> [TASK TO COMPLETE] Your task is to write out the complete listing exactly as it is shown.

+++

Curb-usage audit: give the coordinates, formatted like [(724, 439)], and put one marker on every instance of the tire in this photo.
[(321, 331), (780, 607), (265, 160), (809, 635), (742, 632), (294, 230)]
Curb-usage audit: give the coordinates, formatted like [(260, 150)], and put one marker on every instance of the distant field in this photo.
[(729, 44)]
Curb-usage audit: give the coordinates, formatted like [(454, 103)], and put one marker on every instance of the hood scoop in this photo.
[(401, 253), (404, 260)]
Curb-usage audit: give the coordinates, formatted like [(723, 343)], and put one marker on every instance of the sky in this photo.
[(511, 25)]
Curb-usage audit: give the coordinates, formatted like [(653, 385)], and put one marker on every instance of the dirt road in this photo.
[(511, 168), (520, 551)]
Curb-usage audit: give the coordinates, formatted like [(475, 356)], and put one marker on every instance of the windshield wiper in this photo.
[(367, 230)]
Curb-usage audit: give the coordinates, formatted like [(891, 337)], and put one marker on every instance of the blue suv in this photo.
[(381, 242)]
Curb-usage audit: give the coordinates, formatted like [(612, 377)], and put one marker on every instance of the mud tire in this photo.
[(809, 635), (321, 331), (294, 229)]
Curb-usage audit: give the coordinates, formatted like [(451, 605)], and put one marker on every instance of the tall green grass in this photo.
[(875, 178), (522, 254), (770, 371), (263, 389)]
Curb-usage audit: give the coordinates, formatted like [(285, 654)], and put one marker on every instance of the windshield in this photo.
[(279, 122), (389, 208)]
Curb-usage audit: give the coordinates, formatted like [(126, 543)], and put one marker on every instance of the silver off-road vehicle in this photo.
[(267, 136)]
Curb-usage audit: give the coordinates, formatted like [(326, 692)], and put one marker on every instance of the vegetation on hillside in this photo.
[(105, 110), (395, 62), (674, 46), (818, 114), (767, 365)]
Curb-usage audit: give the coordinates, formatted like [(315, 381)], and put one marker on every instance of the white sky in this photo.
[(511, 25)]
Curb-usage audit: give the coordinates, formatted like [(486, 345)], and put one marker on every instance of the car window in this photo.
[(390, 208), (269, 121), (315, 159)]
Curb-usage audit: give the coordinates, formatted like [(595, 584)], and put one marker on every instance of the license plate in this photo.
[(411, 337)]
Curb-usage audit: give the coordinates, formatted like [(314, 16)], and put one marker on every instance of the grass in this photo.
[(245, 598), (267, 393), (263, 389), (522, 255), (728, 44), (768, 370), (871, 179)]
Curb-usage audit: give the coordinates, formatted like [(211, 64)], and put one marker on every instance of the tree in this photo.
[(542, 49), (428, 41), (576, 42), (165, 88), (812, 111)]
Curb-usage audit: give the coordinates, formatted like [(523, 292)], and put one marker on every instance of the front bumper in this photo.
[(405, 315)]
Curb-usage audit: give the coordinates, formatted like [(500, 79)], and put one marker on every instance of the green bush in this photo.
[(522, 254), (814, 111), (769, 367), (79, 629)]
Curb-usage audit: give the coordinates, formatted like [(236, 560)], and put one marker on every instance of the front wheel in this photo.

+++

> [SOLUTION TO THE PROBLEM]
Curb-usage audit: give the coordinates, formatted like [(724, 439)], and put one marker on every instance of the tire in this photo.
[(321, 331), (780, 607), (265, 160), (809, 635), (742, 632), (294, 230)]
Curb-usage audit: give the coordinates, formatted like [(260, 150)], and put one marker on every instance of the distant field in this photo.
[(729, 44)]
Curb-usage audit: give the coordinates, formatted like [(454, 103)], and put one marker on every instance of the hood scoop in this photo.
[(401, 253), (404, 260)]
Curb-usage audit: give the coordinates, formatted like [(723, 343)], and put one marker on every instance of the sky in this photo.
[(511, 25)]
Curb-usage audit: give the coordinates, formatted like [(653, 385)], and put one marker on every instance of the dirt road in this photo.
[(511, 168), (520, 551)]
Curb-usage audit: give the coordinates, formatted like [(475, 356)], and put one marker on every instance of the windshield wiper in this photo.
[(367, 230)]
Curb-usage audit: give the coordinates, formatted like [(891, 337)], and put one marker on every instance of the blue suv in this photo.
[(381, 242)]
Curb-usage audit: give the coordinates, formatted like [(612, 377)], and put one marker on every instance of the mud tire in this photo.
[(809, 635), (321, 331), (294, 229)]
Curb-usage audit: give the coordinates, formatted like [(451, 605)], and put one marker on every instance of the tall green grass in this photo.
[(875, 178), (522, 254), (770, 371), (263, 389)]
Curb-usage audit: give the coordinates, formatted like [(285, 654)], and put one marker on every instance of the windshield in this photo.
[(279, 122), (389, 208)]
Curb-usage audit: give the coordinates, formatted like [(126, 543)], and put one marker on every instance of the silver off-road vehicle in this photo.
[(267, 136)]
Curb-usage audit: give the coordinates, formatted like [(326, 692)], and put one marker on every instance of the vegetation on hillside in this photo.
[(105, 110), (395, 62), (674, 46), (818, 114), (767, 365)]
Curb-usage audit: give the coordinates, formatted like [(315, 381)], and put one marker on every instance of the white sky in this photo.
[(511, 25)]
Curb-usage audit: give the coordinates, formatted like [(486, 345)], and put one marker on every instance of the car window in this photo.
[(390, 208), (269, 121), (315, 159)]
Curb-usage audit: give the coordinates, formatted like [(595, 584)], and put one marker on every instance of the license plate in this photo.
[(411, 337)]
Curb-usage audit: give the coordinates, formatted like [(314, 16)], and put one marker on every instance of the grass in this photo.
[(245, 598), (267, 393), (263, 389), (522, 255), (728, 44), (768, 370), (871, 179)]
Curb-usage audit: give the coordinates, formatted like [(211, 64)], and put one marker on every instance of the tree in this photo.
[(542, 49), (428, 41), (576, 42), (165, 88), (812, 111)]
Curb-usage audit: give the coordinates, formatted like [(523, 292)], and put one marker on every instance of the front bumper in this photo.
[(405, 315)]
Curb-usage audit: give the coordinates, formatted like [(500, 79)], and put one marker on every instance of the green bush in this photo.
[(522, 254), (814, 111), (769, 367), (79, 629)]
Curb-usage audit: give the coordinates, formatted like [(236, 560)], and put one marker on every instance of the front wheel in this photo.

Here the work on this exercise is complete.